#### [The input]
----

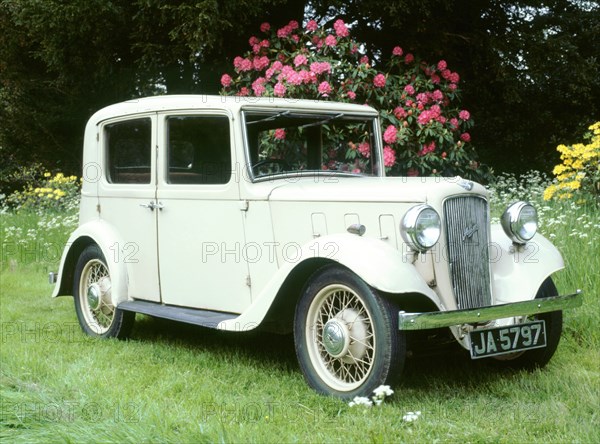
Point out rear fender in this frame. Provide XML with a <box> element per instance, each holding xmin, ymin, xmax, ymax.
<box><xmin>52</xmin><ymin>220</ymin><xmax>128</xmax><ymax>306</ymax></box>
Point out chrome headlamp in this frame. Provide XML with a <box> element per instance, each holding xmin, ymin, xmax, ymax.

----

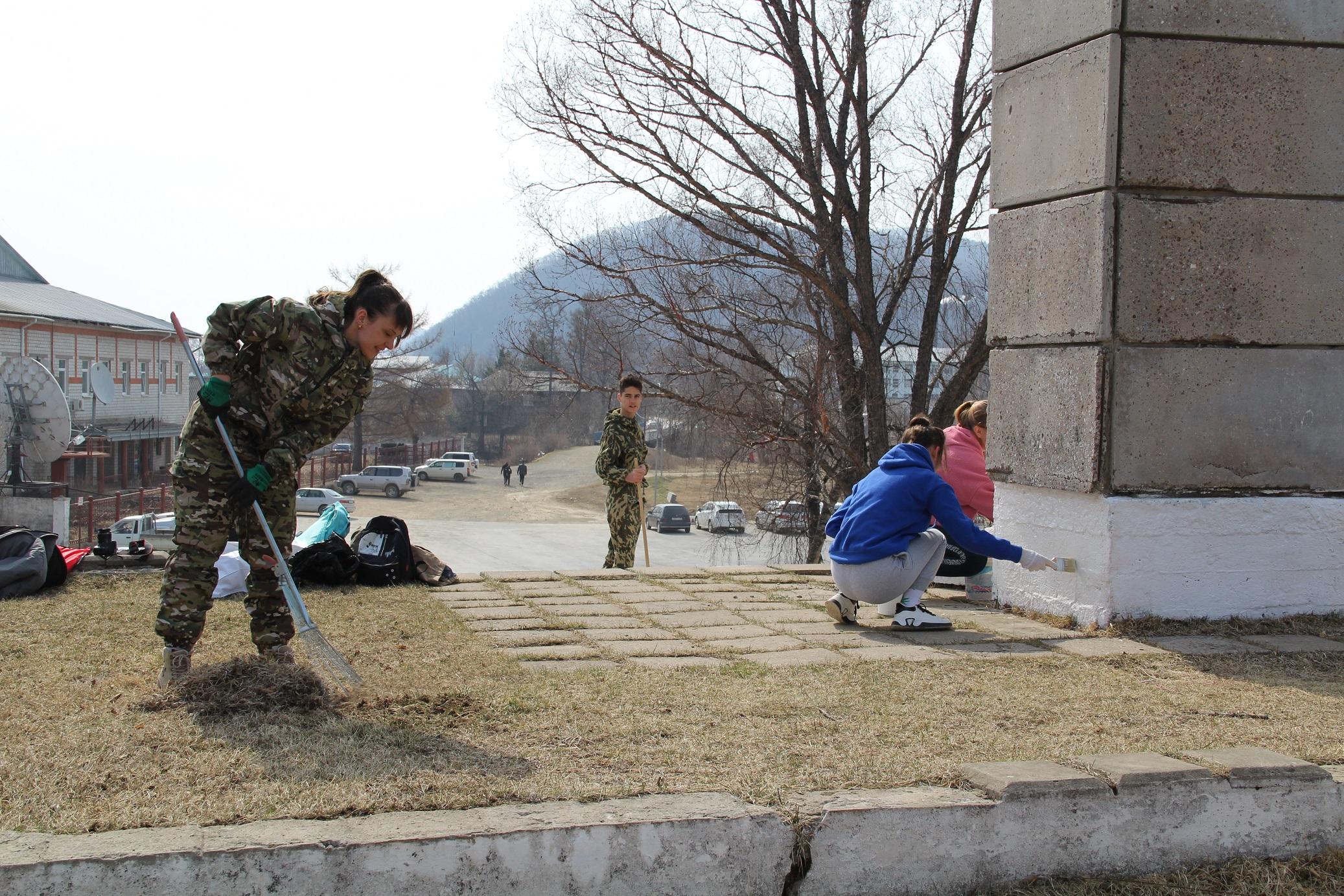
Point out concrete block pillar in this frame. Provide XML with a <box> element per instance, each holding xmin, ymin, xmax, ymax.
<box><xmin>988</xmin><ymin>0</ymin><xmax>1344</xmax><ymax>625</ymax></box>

----

#### [Given exercise]
Identify every line above that contains the word "holding" and copy each of those lines. Case counts.

#### [Right answer]
Point out rear fender in this frame. Provide XML with a <box> element per instance, each holding xmin, ymin, xmax, ymax.
Point out chrome headlamp in this frame. Provide XML with a <box> element per instance, each holding xmin, ymin, xmax, ymax.
Point out concrete block pillar in this frame. Provide XML with a <box> element per instance, each holding xmin, ymin, xmax, ymax.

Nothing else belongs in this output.